START DATA FOR THIS TASK
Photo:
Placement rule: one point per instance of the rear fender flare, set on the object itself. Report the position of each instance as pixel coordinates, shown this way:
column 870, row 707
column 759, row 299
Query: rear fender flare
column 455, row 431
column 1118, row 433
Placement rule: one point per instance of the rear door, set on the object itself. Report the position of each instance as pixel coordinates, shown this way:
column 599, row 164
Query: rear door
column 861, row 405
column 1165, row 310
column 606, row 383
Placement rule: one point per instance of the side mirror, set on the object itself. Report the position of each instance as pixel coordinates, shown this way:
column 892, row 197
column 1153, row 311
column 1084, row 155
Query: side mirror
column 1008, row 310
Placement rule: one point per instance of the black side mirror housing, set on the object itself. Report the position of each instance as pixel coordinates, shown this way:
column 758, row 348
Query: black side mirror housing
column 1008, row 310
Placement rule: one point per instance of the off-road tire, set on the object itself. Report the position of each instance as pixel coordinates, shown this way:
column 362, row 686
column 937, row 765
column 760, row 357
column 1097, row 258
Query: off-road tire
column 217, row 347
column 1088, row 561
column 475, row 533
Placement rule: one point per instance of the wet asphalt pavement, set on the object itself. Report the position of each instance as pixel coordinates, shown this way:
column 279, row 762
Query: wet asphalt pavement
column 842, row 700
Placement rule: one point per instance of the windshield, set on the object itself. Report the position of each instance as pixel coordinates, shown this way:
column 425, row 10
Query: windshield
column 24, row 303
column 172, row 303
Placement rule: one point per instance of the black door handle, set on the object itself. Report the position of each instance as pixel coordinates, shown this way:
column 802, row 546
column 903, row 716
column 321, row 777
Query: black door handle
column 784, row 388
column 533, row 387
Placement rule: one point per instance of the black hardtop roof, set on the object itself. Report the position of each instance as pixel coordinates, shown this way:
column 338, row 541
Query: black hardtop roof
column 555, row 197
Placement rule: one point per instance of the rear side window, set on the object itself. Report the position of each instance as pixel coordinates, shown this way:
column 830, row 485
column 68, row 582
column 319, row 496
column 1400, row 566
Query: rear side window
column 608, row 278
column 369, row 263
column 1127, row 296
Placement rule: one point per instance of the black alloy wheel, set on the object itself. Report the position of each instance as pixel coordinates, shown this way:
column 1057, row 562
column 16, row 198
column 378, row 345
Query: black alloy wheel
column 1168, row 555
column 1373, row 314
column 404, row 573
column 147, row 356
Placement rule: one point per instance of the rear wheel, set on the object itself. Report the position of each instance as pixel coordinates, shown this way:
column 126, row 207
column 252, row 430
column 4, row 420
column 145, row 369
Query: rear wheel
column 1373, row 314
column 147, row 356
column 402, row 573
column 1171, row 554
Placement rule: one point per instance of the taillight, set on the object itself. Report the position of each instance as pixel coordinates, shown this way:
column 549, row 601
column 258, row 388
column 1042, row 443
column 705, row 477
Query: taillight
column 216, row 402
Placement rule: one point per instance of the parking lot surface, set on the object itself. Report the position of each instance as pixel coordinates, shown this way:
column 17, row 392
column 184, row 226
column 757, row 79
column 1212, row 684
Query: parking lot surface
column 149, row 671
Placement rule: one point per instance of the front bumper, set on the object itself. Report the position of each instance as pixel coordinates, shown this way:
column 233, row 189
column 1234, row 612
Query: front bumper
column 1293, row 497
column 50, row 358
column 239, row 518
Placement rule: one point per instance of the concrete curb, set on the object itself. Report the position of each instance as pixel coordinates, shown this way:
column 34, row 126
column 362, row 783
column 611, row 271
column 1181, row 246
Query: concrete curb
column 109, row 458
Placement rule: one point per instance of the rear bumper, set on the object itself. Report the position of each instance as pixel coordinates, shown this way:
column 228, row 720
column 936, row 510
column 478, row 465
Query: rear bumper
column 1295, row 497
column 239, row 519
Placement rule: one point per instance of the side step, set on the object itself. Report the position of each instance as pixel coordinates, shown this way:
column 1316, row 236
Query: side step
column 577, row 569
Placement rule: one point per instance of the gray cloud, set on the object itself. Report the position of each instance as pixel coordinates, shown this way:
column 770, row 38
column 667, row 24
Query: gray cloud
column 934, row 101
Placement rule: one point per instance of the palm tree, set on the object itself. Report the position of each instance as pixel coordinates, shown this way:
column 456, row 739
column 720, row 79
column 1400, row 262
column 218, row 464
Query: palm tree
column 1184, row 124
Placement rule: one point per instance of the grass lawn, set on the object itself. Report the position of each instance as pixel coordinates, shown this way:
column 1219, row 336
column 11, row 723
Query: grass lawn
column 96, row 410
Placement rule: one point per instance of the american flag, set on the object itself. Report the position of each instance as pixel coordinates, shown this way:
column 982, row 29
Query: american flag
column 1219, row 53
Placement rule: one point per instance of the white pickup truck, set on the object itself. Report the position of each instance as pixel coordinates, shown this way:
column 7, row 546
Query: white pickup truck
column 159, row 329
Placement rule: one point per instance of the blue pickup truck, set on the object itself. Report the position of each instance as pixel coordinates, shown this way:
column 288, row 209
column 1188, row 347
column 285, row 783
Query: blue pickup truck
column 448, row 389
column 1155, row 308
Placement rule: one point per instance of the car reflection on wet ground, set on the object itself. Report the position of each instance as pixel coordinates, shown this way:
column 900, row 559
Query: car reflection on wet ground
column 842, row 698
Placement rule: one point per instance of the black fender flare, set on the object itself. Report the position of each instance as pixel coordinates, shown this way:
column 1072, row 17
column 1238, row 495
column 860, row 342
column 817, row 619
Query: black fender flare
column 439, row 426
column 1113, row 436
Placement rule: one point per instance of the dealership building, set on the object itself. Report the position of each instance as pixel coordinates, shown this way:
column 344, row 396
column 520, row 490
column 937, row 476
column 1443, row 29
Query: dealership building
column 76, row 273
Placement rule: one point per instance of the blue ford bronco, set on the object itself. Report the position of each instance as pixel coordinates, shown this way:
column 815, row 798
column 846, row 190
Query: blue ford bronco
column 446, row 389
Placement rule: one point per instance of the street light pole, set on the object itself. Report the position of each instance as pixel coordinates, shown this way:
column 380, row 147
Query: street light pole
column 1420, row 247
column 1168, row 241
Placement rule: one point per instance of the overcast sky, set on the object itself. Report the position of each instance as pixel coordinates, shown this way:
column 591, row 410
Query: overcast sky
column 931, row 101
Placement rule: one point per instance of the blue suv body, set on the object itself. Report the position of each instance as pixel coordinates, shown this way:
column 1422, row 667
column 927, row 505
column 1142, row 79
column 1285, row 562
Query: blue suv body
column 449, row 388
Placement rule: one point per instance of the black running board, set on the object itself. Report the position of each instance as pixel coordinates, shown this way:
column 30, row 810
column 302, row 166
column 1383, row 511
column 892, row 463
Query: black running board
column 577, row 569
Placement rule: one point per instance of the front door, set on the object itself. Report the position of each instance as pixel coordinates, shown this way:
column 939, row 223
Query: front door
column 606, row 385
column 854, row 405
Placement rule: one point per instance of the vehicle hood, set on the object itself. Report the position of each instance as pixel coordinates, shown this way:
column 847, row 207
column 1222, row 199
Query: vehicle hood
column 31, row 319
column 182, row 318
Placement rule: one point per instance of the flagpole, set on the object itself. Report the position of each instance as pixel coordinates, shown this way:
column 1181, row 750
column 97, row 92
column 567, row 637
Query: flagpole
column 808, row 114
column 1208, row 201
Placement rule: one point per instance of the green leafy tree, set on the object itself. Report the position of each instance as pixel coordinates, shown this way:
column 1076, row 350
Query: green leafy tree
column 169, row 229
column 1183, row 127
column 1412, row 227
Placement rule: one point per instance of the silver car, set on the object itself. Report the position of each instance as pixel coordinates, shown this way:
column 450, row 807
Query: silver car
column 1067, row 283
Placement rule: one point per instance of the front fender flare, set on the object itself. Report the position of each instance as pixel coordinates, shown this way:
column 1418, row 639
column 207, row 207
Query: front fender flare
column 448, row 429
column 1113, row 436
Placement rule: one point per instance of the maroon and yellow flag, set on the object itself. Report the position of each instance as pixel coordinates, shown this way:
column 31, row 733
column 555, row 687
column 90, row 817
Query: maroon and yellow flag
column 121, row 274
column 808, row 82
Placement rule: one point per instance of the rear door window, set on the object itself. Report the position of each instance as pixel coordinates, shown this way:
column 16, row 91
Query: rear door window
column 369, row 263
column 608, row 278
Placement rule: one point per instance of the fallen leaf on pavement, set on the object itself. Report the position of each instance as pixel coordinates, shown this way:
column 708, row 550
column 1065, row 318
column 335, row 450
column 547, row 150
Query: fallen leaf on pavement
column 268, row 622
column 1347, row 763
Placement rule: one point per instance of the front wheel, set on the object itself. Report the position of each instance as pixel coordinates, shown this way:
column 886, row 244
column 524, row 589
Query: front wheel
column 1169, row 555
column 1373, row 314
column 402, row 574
END DATA FOR THIS TASK
◆ WHAT THIS TASK INVOLVES ◆
Looking at the data above, write out exactly the lines that start at the one containing "Query: side mirror" and end at the one containing "column 1097, row 258"; include both and nothing beyond.

◆ YOUR RESPONSE ◆
Query: side mirror
column 1008, row 310
Placement rule: one point per instance of the black side mirror housing, set on the object itself. Report the position of each instance as pixel coordinates, shown this way:
column 758, row 348
Query: black side mirror housing
column 1008, row 310
Placement rule: one point per instance of the off-road tire, set on the object itself. Report the position of each instance as pixel coordinates, shown this way:
column 362, row 686
column 937, row 765
column 760, row 357
column 1097, row 258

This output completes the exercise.